Verità comode #1
Stagione dopo stagione, è sempre più difficile definire le sovrastrutture di una Lega in fluida e costante trasformazione. Etichettare un giocatore con un ruolo, ad esempio, è problematico da quando Steve Kerr ha indicato dove trovare animali fantastici: la Death Lineup ha chiuso la bocca ― tripla in transizione dopo tripla in transizione ― ai detrattori dell’evoluzionismo.
Verità comode #2
Ovviamente Kerr NON si è inventato l’andare piccolo. Ma ha vinto: tutti hanno dovuto fare i conti col fatto che i jump-shooting teams possono anche essere meglio dei Suns di Nash. Le nuove filosofie di spacing, di aprire il campo, di five-out sono belle parole che spesso si traducono in tante vittorie (leggasi Rockets ’16-’17). Non sempre occorre esser tanto futuristi: pigliare più rimbalzi dell’avversario, difendere forte e rallentare il ritmo è comunque una sana via verso la vittoria (a Memphis ne sanno qualcosa).
Verità comode #3
All’interno di questo cicaleccio ormai ridondante (Tradizione vs Novità, questo è basket quello no, si stava meglio quando si stava peggio, introduciamo il tiro da quattro punti), il ruolo del lungo è stato messo in discussione. Avete presente Nietzsche che arriva e demolisce duemila anni di pensiero occidentale? Una cosa del genere.
Verità comode #4
Qual è il ruolo nella Lega dei lunghi vecchio stile? Roy Hibbert è passato in un battibaleno da All-Star ai margini della NBA. Qualcuno considera ancora Dwight Howard un giocatore che sposta? Essere pericolosi solo negli ultimi trenta centimetri di campo (questa è per te DeAndre) limita enormemente la tua squadra. Giocatori che vivono di una metà campo (Vucevic, Okafor, Valanciunas, Brook Lopez) esisteranno ancora tra vent’anni? Ma anche: Towns, Davis+Cousins, Jokic, Porzingis saranno mai abbastanza per essere il primo violino in una squadra da titolo o siamo entrati nell’Era delle Guardie e chi ne esce più?
Una nuova generazione di lunghi è pronta per soppiantare la vecchia: un po’ perché Tyson Chandler ormai il suo l’ha dato, un po’ perché questi portano davvero qualcosa di nuovo, di fresco. Sono sconosciuti, alcuni hanno ancora qualche brufolo sulla faccia, giocano pochissimo. Il loro passato (nella Lega) è uno scatolone di sabbia. Eppure, magari, tra loro c’è il futuro Draymond Green, o il nuovo Tristan Thompson. Deve solo infortunarsi il David Lee di turno.

Richiesta 1> Trascriva dal testo fornito il passo compreso tra "Una nuova generazione" e "Lee di turno.", estremi inclusi.

Materiale di lavoro>
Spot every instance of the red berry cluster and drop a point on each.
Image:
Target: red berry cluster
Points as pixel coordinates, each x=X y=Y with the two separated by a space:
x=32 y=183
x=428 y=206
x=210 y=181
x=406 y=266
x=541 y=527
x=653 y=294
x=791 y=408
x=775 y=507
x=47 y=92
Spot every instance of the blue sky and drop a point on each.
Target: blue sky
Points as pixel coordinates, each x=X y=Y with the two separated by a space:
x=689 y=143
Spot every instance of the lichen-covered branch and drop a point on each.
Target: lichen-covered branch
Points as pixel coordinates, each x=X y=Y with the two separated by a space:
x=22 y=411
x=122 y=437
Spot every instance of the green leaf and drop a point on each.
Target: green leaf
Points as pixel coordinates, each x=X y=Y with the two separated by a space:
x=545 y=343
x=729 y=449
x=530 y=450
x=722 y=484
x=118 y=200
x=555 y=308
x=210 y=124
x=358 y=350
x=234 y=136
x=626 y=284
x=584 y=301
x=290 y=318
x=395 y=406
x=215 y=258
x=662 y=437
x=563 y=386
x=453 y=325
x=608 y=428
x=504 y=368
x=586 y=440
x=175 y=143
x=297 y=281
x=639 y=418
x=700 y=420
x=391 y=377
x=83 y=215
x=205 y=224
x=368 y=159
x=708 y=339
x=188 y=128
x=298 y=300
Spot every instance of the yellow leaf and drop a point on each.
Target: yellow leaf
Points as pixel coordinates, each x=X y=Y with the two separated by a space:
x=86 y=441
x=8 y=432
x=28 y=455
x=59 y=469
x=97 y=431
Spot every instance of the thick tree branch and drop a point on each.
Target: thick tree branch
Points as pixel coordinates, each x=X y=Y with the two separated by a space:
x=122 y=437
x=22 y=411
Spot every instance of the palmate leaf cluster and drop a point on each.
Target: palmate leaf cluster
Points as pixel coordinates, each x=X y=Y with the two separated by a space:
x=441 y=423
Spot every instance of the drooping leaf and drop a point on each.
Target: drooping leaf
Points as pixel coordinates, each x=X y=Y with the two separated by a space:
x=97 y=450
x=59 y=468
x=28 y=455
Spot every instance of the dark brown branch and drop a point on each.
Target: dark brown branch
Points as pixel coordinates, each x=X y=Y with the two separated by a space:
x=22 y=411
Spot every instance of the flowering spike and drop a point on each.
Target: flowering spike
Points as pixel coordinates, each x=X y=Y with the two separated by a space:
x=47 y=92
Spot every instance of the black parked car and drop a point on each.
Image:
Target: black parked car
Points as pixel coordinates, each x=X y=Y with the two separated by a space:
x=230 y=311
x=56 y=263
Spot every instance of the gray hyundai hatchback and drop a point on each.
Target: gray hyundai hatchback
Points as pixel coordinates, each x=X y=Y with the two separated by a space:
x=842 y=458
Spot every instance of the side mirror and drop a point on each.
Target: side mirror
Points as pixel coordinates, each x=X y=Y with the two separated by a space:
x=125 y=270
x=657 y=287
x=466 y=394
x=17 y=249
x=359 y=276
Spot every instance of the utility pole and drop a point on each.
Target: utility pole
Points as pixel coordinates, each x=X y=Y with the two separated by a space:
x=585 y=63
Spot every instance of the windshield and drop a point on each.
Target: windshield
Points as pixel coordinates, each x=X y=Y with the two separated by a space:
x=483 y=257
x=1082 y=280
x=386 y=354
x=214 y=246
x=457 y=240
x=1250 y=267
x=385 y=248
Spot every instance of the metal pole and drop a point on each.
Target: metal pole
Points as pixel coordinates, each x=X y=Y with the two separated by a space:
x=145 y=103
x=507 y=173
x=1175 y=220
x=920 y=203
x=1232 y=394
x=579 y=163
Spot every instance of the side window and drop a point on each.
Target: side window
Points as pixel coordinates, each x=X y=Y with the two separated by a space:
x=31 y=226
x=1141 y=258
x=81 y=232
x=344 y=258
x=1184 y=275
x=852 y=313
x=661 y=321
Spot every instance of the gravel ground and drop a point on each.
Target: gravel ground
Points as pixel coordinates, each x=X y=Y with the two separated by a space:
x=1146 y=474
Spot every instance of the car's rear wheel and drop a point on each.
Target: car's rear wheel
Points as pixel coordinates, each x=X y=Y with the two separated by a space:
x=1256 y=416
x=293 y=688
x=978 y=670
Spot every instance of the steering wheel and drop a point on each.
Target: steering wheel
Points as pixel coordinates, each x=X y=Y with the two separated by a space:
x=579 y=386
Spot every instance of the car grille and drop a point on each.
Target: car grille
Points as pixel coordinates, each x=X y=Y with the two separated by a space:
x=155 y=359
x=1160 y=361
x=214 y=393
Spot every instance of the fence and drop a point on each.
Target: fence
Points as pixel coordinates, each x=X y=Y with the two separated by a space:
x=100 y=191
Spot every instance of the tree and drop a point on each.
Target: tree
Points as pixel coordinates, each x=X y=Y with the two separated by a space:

Richiesta 2> Ripeta parola per parola le righe delle voci che vanno da quella contenente "Spot every instance of the gravel" fino alla fine delle voci, estremi inclusi.

Risposta svolta 1>
Una nuova generazione di lunghi è pronta per soppiantare la vecchia: un po’ perché Tyson Chandler ormai il suo l’ha dato, un po’ perché questi portano davvero qualcosa di nuovo, di fresco. Sono sconosciuti, alcuni hanno ancora qualche brufolo sulla faccia, giocano pochissimo. Il loro passato (nella Lega) è uno scatolone di sabbia. Eppure, magari, tra loro c’è il futuro Draymond Green, o il nuovo Tristan Thompson. Deve solo infortunarsi il David Lee di turno.

Risposta svolta 2>
Spot every instance of the gravel ground and drop a point on each.
Target: gravel ground
Points as pixel coordinates, each x=X y=Y with the two separated by a space:
x=1146 y=474
Spot every instance of the car's rear wheel and drop a point on each.
Target: car's rear wheel
Points as pixel coordinates, each x=X y=Y with the two separated by a space:
x=1256 y=416
x=293 y=688
x=978 y=670
Spot every instance of the steering wheel and drop a point on each.
Target: steering wheel
Points as pixel coordinates, each x=X y=Y with the two separated by a space:
x=579 y=386
Spot every instance of the car grille and drop a point on each.
Target: car grille
Points as pixel coordinates, each x=X y=Y with the two separated by a space:
x=155 y=359
x=1160 y=361
x=214 y=393
Spot every instance of the fence and drop a point on each.
Target: fence
Points as pixel coordinates, each x=X y=Y with the two separated by a space:
x=100 y=191
Spot every instance of the tree and drop a point on each.
Target: tree
Points as pixel coordinates, each x=X y=Y with the two separated by a space:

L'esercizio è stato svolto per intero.